PROVIDED INFORMATION:

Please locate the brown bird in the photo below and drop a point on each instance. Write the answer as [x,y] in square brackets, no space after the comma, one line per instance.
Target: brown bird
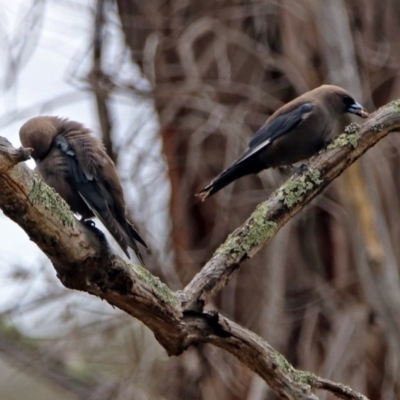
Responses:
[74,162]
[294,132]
* * *
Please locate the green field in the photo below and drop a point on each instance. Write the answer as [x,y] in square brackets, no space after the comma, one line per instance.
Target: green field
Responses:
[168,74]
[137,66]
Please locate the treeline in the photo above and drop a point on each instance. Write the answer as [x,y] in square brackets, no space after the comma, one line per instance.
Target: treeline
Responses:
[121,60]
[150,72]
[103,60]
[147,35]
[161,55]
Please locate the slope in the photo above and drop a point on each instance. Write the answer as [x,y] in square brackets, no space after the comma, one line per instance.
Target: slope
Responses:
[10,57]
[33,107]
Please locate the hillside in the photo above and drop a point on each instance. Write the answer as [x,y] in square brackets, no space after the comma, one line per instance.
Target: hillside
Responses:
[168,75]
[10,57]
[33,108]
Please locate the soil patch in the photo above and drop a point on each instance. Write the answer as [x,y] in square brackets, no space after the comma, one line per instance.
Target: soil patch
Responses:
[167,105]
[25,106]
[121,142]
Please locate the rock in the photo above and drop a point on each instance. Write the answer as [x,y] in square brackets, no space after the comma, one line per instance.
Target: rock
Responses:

WORK TO BE COMPLETED:
Examine the records and pull out every line where the string "below" occurs.

SOLUTION:
Please locate the brown bird in the photo below and drop a point on each instance. Write the answer as [x,y] in square brackets, no space after the comma, one line per instance.
Please locate the green field in the photo below and drop a point on each instance. Write the answer as [x,y] in square brackets, no space after the comma, one line per instance.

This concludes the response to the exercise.